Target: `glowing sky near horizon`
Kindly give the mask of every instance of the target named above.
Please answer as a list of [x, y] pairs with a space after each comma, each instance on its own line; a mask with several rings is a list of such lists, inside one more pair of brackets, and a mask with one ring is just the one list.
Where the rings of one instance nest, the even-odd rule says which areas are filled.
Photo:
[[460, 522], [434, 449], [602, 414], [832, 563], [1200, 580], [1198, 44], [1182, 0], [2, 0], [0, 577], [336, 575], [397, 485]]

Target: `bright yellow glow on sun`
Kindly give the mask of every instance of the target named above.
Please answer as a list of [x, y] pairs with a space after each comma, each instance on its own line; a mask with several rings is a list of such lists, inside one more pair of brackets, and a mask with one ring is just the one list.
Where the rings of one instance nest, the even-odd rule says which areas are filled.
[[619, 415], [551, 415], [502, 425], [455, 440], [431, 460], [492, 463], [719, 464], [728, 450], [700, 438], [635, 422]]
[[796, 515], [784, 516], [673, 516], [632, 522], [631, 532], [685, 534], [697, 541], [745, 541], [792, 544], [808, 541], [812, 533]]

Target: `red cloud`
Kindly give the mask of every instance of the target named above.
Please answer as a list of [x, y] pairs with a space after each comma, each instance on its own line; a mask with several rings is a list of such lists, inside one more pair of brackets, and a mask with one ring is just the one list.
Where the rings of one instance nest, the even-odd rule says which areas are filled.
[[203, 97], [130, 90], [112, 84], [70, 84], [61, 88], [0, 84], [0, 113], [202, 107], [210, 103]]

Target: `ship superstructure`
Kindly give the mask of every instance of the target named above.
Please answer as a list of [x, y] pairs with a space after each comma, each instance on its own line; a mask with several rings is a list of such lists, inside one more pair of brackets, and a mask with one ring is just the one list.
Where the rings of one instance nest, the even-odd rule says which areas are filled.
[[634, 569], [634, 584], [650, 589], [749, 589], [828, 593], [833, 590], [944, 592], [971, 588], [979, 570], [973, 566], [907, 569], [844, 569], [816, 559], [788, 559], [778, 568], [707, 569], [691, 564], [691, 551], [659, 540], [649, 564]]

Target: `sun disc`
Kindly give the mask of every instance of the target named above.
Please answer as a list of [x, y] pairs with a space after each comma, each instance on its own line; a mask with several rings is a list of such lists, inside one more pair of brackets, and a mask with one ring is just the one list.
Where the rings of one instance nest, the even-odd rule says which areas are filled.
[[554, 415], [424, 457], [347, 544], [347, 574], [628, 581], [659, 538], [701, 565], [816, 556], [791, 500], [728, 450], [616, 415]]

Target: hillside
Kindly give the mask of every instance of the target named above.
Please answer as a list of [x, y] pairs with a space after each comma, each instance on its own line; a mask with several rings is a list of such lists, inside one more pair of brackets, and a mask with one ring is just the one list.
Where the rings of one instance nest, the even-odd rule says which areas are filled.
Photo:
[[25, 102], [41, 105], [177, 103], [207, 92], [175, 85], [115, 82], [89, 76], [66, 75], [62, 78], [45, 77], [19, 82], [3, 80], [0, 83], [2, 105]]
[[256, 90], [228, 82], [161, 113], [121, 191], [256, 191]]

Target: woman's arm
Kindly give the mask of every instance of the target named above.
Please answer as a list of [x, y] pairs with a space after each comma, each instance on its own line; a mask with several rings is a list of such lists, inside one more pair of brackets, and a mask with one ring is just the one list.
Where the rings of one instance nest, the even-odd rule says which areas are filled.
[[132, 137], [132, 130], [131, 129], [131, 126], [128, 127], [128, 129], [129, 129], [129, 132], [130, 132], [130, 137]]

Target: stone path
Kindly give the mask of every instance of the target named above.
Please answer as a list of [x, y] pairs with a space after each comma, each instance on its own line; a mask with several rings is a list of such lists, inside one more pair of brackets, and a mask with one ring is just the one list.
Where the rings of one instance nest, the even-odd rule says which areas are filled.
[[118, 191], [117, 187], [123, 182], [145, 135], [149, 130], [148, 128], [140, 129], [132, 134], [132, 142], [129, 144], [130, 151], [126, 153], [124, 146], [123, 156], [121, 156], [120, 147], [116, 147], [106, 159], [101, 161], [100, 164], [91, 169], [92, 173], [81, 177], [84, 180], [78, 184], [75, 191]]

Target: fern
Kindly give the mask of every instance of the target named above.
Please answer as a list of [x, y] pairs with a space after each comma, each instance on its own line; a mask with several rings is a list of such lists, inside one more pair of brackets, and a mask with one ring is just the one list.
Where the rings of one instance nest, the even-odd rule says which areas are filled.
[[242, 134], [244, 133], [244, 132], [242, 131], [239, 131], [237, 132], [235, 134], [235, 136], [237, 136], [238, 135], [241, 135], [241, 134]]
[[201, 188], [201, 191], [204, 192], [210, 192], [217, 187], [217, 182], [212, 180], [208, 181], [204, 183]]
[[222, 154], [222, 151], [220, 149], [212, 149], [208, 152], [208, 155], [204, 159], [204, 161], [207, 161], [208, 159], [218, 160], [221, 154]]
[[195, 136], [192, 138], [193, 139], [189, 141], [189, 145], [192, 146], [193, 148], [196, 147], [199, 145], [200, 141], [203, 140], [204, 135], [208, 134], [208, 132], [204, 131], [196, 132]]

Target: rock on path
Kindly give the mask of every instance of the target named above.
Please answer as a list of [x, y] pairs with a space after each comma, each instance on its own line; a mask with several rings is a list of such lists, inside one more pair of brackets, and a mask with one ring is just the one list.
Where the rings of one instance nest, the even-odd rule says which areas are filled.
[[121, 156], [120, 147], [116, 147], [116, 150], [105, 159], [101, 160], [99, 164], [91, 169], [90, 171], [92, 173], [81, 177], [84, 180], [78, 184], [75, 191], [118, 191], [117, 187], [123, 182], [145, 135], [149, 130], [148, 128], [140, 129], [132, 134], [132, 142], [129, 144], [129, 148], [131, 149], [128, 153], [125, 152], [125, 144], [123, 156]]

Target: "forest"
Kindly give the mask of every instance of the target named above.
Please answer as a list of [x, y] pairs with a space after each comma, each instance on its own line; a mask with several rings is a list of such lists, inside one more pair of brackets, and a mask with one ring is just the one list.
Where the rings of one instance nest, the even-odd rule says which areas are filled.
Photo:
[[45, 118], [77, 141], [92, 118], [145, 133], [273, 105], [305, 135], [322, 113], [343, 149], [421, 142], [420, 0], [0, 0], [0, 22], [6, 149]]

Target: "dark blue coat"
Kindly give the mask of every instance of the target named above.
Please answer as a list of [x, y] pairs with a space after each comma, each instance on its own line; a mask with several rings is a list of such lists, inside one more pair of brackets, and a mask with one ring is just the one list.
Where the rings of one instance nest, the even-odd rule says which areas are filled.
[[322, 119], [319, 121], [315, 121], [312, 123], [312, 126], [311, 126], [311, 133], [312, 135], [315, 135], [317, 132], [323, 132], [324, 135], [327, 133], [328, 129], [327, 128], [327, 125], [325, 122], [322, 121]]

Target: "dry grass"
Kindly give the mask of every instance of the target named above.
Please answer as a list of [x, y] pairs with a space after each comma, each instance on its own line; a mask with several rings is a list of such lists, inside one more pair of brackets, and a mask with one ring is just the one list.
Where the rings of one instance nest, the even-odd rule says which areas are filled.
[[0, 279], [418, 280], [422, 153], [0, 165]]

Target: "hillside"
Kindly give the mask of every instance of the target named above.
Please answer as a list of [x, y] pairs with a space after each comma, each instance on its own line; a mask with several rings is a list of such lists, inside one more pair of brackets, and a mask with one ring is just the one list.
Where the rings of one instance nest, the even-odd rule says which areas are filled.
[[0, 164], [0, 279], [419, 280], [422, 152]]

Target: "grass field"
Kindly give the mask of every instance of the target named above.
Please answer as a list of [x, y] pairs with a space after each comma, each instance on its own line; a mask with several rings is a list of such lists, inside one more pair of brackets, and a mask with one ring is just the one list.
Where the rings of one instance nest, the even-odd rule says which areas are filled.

• • •

_Given problem_. Restate the data above exactly, keeping each word as it stands.

_Response to this task_.
Target: `glowing sky near horizon`
Kindly give the mask of every instance of the target named above.
Please answer as a list of [x, y] pairs with a space after each comma, each instance on its own line; a mask with several rings is a list of such lists, inside one more pair of brackets, and a mask with one ring is just the one list.
Where the rings of one instance nest, the even-odd rule says which areas are filled.
Photo:
[[460, 522], [434, 449], [602, 414], [832, 563], [1200, 580], [1198, 44], [1182, 0], [2, 0], [0, 577], [336, 575], [397, 485]]

Target: `bright yellow glow on sun`
Kindly give the mask of every instance of the target named above.
Please answer as a list of [x, y] pairs with a space after each comma, each instance on its own line; a mask with several rings is a list of such lists, inside one more pair of brackets, and a mask with one ring is just the one list.
Where the rings of one instance nest, the even-odd rule says which areas are filled.
[[619, 415], [551, 415], [502, 425], [455, 440], [431, 460], [492, 463], [719, 464], [728, 450], [700, 438], [635, 422]]
[[796, 515], [784, 516], [673, 516], [632, 522], [631, 532], [685, 534], [697, 541], [745, 541], [792, 544], [808, 541], [812, 533]]

Target: `red cloud`
Kindly give the mask of every instance of the target named above.
Please answer as a list of [x, y] pairs with a space after each comma, each instance on its own line; a mask with several rings is a list of such lists, inside one more pair of brackets, and a mask with one ring is just the one list.
Where the rings of one instance nest, the even-odd rule says which areas are filled.
[[203, 97], [130, 90], [112, 84], [70, 84], [61, 88], [0, 84], [0, 113], [202, 107], [210, 103]]

Target: `ship superstructure`
Kindly give the mask of every instance of the target named above.
Please answer as a list of [x, y] pairs with a space after each comma, each instance on its own line; a mask with several rings is a list of such lists, inside one more pair of brackets, and a mask with one ring is just the one list.
Where the rings of one instance nest, the even-odd rule says which areas are filled.
[[634, 569], [634, 584], [650, 589], [749, 589], [828, 593], [833, 590], [944, 592], [971, 588], [979, 570], [973, 566], [907, 569], [844, 569], [816, 559], [788, 559], [778, 568], [707, 569], [691, 564], [691, 551], [659, 540], [649, 564]]

Target: `sun disc`
Kindly give the mask of every instance of the target named above.
Please answer as a list of [x, y] pairs with a space after each comma, each instance on its own line; a mask with several rings is a list of such lists, inside one more pair of brackets, and a mask with one ring is just the one list.
Where the rings of one instance nest, the even-odd rule says which areas are filled.
[[554, 415], [424, 457], [347, 544], [347, 574], [628, 581], [659, 538], [701, 565], [816, 556], [791, 500], [728, 450], [616, 415]]

Target: hillside
Kindly give the mask of every instance of the target named above.
Please answer as a list of [x, y] pairs with a space after each comma, each instance on its own line; a mask with several rings is a list of such lists, inside one more pair of brackets, and a mask with one ring is just the one list.
Where the rings of one instance nest, the even-odd rule says which areas are filled.
Photo:
[[25, 102], [41, 105], [177, 103], [207, 92], [175, 85], [115, 82], [89, 76], [66, 75], [62, 78], [45, 77], [19, 82], [3, 80], [0, 83], [2, 105]]
[[256, 90], [228, 82], [161, 113], [121, 191], [256, 191]]

Target: woman's arm
Kindly give the mask of every instance of the target named above.
Please answer as a list of [x, y] pairs with a space after each comma, each instance on its own line; a mask with several rings is a list of such lists, inside one more pair of brackets, and a mask with one ring is just the one list.
Where the rings of one instance nest, the even-odd rule says which areas are filled.
[[132, 137], [132, 130], [131, 129], [131, 126], [128, 127], [128, 129], [129, 129], [129, 132], [130, 132], [130, 137]]

Target: stone path
Kindly give the mask of every instance of the target named above.
Please answer as a list of [x, y] pairs with a space after each comma, each instance on its own line; a mask with several rings is a list of such lists, inside one more pair of brackets, and a mask with one ring is just the one list.
Where the rings of one instance nest, the even-odd rule says which areas are filled.
[[118, 191], [117, 187], [123, 182], [145, 135], [149, 130], [148, 128], [140, 129], [132, 134], [132, 142], [129, 144], [130, 151], [126, 153], [124, 146], [123, 156], [121, 156], [120, 147], [116, 147], [106, 159], [101, 161], [100, 164], [91, 169], [92, 173], [81, 177], [84, 180], [78, 184], [75, 191]]

Target: fern
Kindly give the mask of every instance of the target named above.
Please answer as a list of [x, y] pairs with a space after each comma, each instance on its own line; a mask with several rings is a list of such lists, inside one more pair of brackets, and a mask with one ring is just the one list.
Where the rings of one instance nest, the even-odd rule says which areas are filled.
[[242, 134], [244, 133], [244, 132], [242, 131], [239, 131], [237, 132], [235, 134], [235, 136], [237, 136], [238, 135], [241, 135], [241, 134]]
[[201, 188], [201, 191], [204, 192], [210, 192], [217, 187], [217, 182], [212, 180], [208, 181], [204, 183]]
[[222, 154], [222, 151], [220, 149], [212, 149], [208, 152], [208, 155], [204, 159], [204, 161], [207, 161], [208, 159], [218, 160], [221, 154]]
[[195, 136], [192, 138], [193, 139], [189, 141], [189, 145], [192, 146], [193, 148], [196, 147], [199, 145], [200, 141], [203, 140], [204, 135], [208, 134], [208, 132], [204, 131], [196, 132]]

Target: rock on path
Kindly give the mask of every instance of the target named above.
Please answer as a list of [x, y] pairs with a space after each comma, each instance on its own line; a mask with several rings is a list of such lists, inside one more pair of brackets, and a mask with one ring is just the one list.
Where the rings of one instance nest, the even-odd rule says which areas are filled.
[[121, 156], [120, 147], [116, 147], [116, 150], [105, 159], [101, 160], [99, 164], [91, 169], [90, 171], [92, 173], [81, 177], [84, 180], [78, 184], [75, 191], [118, 191], [117, 187], [123, 182], [145, 135], [149, 130], [148, 128], [140, 129], [132, 134], [132, 142], [129, 144], [129, 148], [131, 149], [128, 153], [125, 152], [125, 144], [123, 156]]

Target: "forest"
Kindly give the mask of every instance of the target named above.
Please answer as a list of [x, y] pairs with a space after each comma, each instance on its own line; a mask with several rings is a list of such lists, inside one more pair of brackets, and a mask with one ring is just the one list.
Where the rings of one instance nest, the even-odd rule says which areas are filled.
Photo:
[[45, 118], [77, 141], [92, 118], [145, 133], [273, 105], [305, 135], [322, 113], [343, 149], [421, 142], [420, 0], [0, 0], [0, 22], [6, 149]]

Target: "dark blue coat"
Kindly give the mask of every instance of the target named above.
Please answer as a list of [x, y] pairs with a space after each comma, each instance on its own line; a mask with several rings is a list of such lists, inside one more pair of brackets, and a mask with one ring is just the one list.
Where the rings of one instance nest, the even-odd rule says which areas are filled.
[[322, 119], [319, 121], [315, 121], [312, 123], [312, 126], [311, 126], [311, 133], [312, 135], [315, 135], [317, 132], [323, 132], [324, 135], [327, 133], [328, 129], [327, 128], [327, 125], [325, 122], [322, 121]]

Target: "dry grass"
Kindly give the mask of every instance of the target named above.
Please answer as a list of [x, y] pairs with a space after each comma, each instance on its own line; a mask with several rings is a list of such lists, inside one more pair of brackets, and a mask with one ring is just the one list.
Where the rings of one instance nest, the even-odd rule says which areas are filled.
[[0, 279], [418, 280], [422, 153], [0, 165]]

Target: "hillside"
Kindly give the mask of every instance of the target named above.
Please answer as a list of [x, y] pairs with a space after each comma, each instance on its own line; a mask with several rings is a list of such lists, inside one more pair of brackets, and a mask with one ring is just the one list.
Where the rings of one instance nest, the even-odd rule says which areas are filled.
[[0, 164], [0, 279], [419, 280], [422, 152]]

Target: "grass field"
Kindly give the mask of every instance of the target named above.
Please answer as a list of [x, y] pairs with a space after each comma, each instance on its own line; a mask with several rings is a list of such lists, inside one more pair of brackets, and a mask with one ring is just the one list.
Where the rings of one instance nest, the even-odd rule says which areas are filled.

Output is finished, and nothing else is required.